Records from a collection
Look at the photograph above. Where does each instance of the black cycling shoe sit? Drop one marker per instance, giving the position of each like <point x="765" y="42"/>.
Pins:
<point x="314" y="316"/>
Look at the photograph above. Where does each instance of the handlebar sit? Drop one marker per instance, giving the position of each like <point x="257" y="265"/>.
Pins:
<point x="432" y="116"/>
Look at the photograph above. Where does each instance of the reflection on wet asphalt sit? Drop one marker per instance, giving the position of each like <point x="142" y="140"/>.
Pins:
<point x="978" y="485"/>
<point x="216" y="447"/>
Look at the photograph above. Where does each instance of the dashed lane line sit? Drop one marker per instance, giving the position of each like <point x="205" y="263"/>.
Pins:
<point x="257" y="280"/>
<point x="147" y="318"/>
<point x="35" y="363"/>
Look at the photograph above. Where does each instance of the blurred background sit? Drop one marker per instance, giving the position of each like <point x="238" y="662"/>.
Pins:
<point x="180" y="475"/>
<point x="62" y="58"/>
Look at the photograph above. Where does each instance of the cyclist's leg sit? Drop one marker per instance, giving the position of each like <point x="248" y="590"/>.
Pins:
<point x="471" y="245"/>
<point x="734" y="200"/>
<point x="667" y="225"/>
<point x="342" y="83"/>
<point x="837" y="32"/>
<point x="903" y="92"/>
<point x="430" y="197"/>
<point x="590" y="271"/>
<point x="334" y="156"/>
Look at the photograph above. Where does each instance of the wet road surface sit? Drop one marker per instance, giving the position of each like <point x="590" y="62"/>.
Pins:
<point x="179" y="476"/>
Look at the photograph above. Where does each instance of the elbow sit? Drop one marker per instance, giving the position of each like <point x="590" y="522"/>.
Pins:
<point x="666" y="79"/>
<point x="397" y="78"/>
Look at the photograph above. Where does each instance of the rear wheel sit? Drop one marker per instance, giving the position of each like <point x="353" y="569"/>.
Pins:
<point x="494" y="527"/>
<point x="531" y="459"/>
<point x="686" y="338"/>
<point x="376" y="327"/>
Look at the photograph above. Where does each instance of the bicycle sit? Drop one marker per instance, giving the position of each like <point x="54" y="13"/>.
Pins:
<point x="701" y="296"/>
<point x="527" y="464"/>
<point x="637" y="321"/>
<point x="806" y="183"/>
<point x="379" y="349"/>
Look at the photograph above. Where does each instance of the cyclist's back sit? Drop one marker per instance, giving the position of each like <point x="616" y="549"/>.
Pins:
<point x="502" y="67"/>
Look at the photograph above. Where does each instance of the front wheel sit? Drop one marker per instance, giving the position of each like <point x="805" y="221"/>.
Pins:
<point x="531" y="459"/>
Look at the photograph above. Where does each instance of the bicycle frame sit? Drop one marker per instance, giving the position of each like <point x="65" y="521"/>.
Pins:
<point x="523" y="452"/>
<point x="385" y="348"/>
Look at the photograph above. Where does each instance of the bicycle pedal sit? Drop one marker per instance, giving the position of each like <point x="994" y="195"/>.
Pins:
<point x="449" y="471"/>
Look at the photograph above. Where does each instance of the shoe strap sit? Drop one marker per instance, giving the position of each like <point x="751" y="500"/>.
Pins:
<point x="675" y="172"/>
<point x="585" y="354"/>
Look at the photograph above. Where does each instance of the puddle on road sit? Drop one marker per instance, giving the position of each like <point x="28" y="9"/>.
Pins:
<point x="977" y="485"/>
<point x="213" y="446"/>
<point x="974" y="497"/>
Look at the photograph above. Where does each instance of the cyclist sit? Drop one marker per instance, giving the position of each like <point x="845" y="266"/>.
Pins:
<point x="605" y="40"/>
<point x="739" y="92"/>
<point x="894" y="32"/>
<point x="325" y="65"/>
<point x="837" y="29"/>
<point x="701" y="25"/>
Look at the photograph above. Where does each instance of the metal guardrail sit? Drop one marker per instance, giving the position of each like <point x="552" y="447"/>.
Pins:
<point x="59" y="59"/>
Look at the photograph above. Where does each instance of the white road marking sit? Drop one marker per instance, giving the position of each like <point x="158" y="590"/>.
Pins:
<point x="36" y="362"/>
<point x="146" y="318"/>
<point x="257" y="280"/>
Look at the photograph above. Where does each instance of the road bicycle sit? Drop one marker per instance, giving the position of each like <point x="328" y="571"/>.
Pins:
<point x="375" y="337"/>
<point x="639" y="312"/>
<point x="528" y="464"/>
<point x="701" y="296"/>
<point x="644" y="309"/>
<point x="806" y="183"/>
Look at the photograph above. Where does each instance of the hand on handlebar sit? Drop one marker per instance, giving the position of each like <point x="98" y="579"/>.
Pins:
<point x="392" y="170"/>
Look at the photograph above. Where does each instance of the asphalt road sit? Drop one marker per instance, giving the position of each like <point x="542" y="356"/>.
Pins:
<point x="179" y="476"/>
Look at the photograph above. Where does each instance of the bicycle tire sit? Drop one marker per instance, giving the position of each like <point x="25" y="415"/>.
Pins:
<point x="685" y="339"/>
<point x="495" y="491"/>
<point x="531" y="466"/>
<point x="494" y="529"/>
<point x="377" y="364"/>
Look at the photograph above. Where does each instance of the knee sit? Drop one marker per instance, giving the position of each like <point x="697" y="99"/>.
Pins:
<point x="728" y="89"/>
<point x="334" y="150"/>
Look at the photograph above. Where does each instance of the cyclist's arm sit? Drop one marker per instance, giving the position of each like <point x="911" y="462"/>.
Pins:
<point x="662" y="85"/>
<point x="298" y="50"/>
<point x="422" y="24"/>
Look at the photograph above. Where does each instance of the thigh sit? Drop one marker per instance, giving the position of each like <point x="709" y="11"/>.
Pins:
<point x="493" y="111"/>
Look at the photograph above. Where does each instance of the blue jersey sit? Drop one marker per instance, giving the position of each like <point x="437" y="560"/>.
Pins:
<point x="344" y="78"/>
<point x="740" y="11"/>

## WHAT YOU HAVE TO DO
Update all of the items above by replacing "marker" with "pin" wherever it occurs, leaving everything else unchanged.

## COMPLETE ANSWER
Look at the photograph above. Where does each instance of the black cycling shoe sit? Drop one pin per instance, giving the position of each like <point x="765" y="42"/>.
Pins:
<point x="314" y="316"/>
Look at the photograph above. Where does each instance of the handlebar sit? Drop one pin per instance, giving the position of each like <point x="257" y="265"/>.
Pins:
<point x="432" y="116"/>
Look at the photograph above. Where does each instance of the reflection on wet asphalt sit? Drop one pin per instance, giving the position of each like <point x="142" y="140"/>.
Pins:
<point x="978" y="485"/>
<point x="216" y="447"/>
Look at the photograph above. Where does each instance of the dashed lane line sit? Drop one pin per instance, giving the position of each like <point x="205" y="263"/>.
Pins:
<point x="257" y="280"/>
<point x="147" y="318"/>
<point x="35" y="363"/>
Look at the photograph above. Where does each instance of the blurred background sit? Drop one pin per instance, giving the position of each like <point x="238" y="662"/>.
Pins:
<point x="180" y="475"/>
<point x="62" y="58"/>
Look at the photograph above. Where does each instance of the cyclist's leg sit? Drop one pin per instance, giving the position of each like <point x="248" y="590"/>.
Pins:
<point x="471" y="245"/>
<point x="734" y="200"/>
<point x="667" y="225"/>
<point x="342" y="83"/>
<point x="837" y="32"/>
<point x="903" y="92"/>
<point x="430" y="197"/>
<point x="590" y="271"/>
<point x="334" y="156"/>
Look at the photograph above. Where does each instance of the wet road surface sit? Drop one pin per instance, giving the position of each like <point x="590" y="62"/>.
Pins:
<point x="179" y="476"/>
Look at the photograph above. Where does each instance of the elbow sit? Drop one pin per instance, giving the position of each like <point x="590" y="522"/>.
Pins:
<point x="666" y="79"/>
<point x="397" y="78"/>
Look at the photograph above. Where does each instance of the rear wheel sit? Drop one pin per instance, giving the position of each like <point x="353" y="569"/>.
Pins:
<point x="494" y="527"/>
<point x="531" y="459"/>
<point x="686" y="338"/>
<point x="376" y="327"/>
Look at the photograph above. Where does each instance of the bicycle sit? Drop one pin per instance, giving the position of each like <point x="54" y="13"/>.
Pins:
<point x="701" y="296"/>
<point x="527" y="464"/>
<point x="637" y="321"/>
<point x="806" y="183"/>
<point x="379" y="349"/>
Look at the photograph above. Where does each instance of the cyclist's back sit? Drop one pin per instance, giving the position of each like <point x="616" y="549"/>.
Pins:
<point x="502" y="67"/>
Look at the photograph above. Where does each instance of the front wheel sit? Drop one pin per instance, giving the position of each like <point x="805" y="221"/>.
Pins:
<point x="531" y="459"/>
Look at the photograph above. Where does each instance of the bicycle frame sit? Drop one pin per instance, giving the position of each like <point x="65" y="521"/>.
Pins:
<point x="523" y="452"/>
<point x="385" y="348"/>
Look at the photograph above. Where does each instance of the bicycle pedal sit? Drop one pin per instance, giving the position of each like <point x="994" y="195"/>.
Pins:
<point x="449" y="471"/>
Look at the photograph above. Where does each instance of the shoe strap sit? Drop one pin per instance, giving the position of each like <point x="751" y="500"/>.
Pins:
<point x="675" y="172"/>
<point x="585" y="354"/>
Look at the photograph above. Where does each instance of the puddle on road sit? Drop one pin per instance, giving the position of each like <point x="28" y="9"/>.
Pins:
<point x="977" y="485"/>
<point x="213" y="446"/>
<point x="974" y="497"/>
Look at the photograph above. Where does each instance of the cyclist sit? Drop one pin per instance, giving the position of each like <point x="845" y="266"/>.
Pins:
<point x="605" y="40"/>
<point x="739" y="92"/>
<point x="894" y="32"/>
<point x="325" y="65"/>
<point x="837" y="29"/>
<point x="701" y="25"/>
Look at the photograph above. Where does each instance of the metal guardrail sit? Drop one pin per instance, giving the position of each like <point x="552" y="447"/>.
Pins:
<point x="59" y="59"/>
Look at the photograph above. Where does each instance of the white road marking sit? Drop one pin per instance, giving the position of each like <point x="158" y="590"/>.
Pins:
<point x="36" y="362"/>
<point x="146" y="318"/>
<point x="257" y="280"/>
Look at the photograph above. Where does each instance of the road bicycle sit? Drop one pin per instance, giving the position of each like <point x="328" y="571"/>.
Pins:
<point x="375" y="337"/>
<point x="639" y="312"/>
<point x="528" y="464"/>
<point x="701" y="296"/>
<point x="644" y="309"/>
<point x="806" y="183"/>
Look at the photograph above. Where does each instance of the hand on handlebar sit? Drop one pin per instance, giving the position of each like <point x="98" y="579"/>.
Pins:
<point x="392" y="170"/>
Look at the photograph above. Where does each instance of the asphalt road sit? Drop one pin per instance, giving the position of each like <point x="542" y="356"/>.
Pins:
<point x="179" y="476"/>
Look at the photograph above. Where does each instance of the bicycle tire sit? Drop one pin per instance, giving the position of each like <point x="25" y="415"/>.
Pins:
<point x="685" y="339"/>
<point x="495" y="491"/>
<point x="531" y="466"/>
<point x="494" y="529"/>
<point x="377" y="364"/>
Look at the photograph above. Where does each instance of the knee sit? Drop one pin per instance, giving the position of each like <point x="697" y="99"/>.
Pins:
<point x="728" y="89"/>
<point x="334" y="150"/>
Look at the photograph above. Where does each instance of the cyclist's arm sit? Drop one pin per instance, giving the position of each like <point x="911" y="462"/>.
Pins:
<point x="662" y="85"/>
<point x="298" y="50"/>
<point x="422" y="24"/>
Look at the photograph above. Where does each instance of the thigh sit? Drop one pin per instance, giving the position of each like <point x="709" y="11"/>.
Pins:
<point x="493" y="111"/>
Look at the photograph above. Where does each instance of the blue jersey sit? Drop one pin per instance, giving the position of each like <point x="437" y="560"/>.
Pins:
<point x="344" y="78"/>
<point x="740" y="11"/>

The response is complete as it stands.